- Task requirements
Check the entries below for lines with "target"; report only how many there are.

═══ Information given

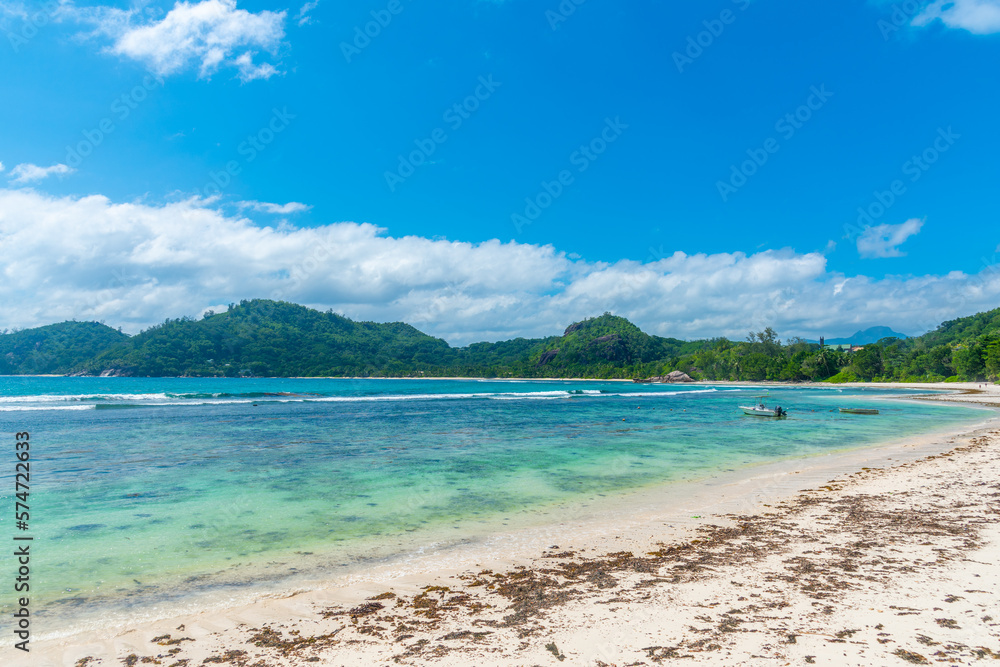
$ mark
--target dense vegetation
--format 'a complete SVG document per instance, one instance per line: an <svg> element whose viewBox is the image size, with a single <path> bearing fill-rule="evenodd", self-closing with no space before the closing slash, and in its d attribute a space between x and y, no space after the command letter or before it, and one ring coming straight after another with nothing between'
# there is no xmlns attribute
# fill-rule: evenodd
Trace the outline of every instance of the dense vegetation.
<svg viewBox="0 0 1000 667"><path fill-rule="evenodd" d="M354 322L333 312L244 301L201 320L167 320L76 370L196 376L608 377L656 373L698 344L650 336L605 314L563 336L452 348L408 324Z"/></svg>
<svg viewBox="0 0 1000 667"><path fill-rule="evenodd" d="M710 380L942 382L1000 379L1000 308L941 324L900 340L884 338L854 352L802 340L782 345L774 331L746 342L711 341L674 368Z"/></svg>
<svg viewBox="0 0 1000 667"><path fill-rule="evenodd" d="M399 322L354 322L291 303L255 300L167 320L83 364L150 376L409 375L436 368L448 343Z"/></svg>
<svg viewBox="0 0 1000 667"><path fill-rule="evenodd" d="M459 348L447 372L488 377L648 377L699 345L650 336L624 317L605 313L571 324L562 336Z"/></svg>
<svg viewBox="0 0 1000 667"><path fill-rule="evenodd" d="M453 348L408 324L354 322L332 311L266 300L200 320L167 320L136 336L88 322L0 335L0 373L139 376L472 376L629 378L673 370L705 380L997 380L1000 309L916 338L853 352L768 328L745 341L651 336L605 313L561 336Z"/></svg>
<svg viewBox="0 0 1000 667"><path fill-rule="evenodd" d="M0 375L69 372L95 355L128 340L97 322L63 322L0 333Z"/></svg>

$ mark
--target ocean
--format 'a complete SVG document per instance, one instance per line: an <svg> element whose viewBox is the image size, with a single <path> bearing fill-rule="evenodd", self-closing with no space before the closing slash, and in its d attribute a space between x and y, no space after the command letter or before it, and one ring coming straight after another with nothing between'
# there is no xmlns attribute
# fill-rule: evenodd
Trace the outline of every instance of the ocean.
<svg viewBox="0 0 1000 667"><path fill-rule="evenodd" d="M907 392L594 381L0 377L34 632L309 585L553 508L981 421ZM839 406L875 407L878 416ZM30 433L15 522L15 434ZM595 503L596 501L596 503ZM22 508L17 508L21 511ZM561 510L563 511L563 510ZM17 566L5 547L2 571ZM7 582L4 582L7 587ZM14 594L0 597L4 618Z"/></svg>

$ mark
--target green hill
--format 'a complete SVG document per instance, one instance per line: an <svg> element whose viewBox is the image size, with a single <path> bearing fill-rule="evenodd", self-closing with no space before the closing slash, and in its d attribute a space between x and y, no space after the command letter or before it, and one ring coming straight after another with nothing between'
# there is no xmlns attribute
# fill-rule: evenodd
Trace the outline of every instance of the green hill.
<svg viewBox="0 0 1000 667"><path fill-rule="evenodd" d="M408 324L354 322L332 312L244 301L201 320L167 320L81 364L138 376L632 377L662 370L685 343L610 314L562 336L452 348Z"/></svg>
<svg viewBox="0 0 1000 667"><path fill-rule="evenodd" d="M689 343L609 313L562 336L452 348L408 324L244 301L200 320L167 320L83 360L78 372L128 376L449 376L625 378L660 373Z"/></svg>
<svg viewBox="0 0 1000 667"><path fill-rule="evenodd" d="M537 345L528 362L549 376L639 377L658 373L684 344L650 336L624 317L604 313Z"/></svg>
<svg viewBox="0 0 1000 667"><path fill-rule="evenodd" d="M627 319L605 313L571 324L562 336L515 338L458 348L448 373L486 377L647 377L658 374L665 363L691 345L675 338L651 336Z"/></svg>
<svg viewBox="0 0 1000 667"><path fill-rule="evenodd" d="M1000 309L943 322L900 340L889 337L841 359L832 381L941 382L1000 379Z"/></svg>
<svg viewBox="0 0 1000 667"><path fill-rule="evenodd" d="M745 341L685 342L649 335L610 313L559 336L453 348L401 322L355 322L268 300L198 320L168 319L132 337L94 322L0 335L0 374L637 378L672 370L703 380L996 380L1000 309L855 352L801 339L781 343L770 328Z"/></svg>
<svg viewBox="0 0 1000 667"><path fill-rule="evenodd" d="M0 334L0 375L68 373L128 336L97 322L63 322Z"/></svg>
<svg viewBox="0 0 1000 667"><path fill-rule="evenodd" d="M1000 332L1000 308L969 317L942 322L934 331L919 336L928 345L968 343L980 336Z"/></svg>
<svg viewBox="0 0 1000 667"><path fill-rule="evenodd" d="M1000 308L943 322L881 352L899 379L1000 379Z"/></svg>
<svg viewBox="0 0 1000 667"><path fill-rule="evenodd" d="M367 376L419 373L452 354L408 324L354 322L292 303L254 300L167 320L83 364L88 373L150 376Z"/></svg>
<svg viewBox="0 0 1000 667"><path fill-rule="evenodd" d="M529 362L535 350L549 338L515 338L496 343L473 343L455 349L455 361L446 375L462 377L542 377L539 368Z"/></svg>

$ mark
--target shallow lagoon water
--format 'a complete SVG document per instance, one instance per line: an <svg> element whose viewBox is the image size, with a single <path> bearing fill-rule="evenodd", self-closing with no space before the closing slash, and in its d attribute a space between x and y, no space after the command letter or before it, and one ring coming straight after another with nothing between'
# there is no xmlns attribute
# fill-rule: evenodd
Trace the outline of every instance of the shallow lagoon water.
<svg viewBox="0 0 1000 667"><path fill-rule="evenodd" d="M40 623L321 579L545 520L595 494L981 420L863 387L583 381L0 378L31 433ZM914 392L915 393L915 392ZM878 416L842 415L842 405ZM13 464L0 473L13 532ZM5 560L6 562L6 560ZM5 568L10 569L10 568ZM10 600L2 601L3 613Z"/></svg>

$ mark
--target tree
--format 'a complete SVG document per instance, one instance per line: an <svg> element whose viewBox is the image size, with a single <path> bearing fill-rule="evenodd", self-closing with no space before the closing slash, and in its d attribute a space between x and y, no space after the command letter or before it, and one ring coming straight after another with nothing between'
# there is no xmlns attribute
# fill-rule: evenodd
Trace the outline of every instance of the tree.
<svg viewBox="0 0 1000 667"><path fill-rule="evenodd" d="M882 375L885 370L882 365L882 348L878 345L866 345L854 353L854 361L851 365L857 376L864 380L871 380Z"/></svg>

══════

- Answer to this problem
5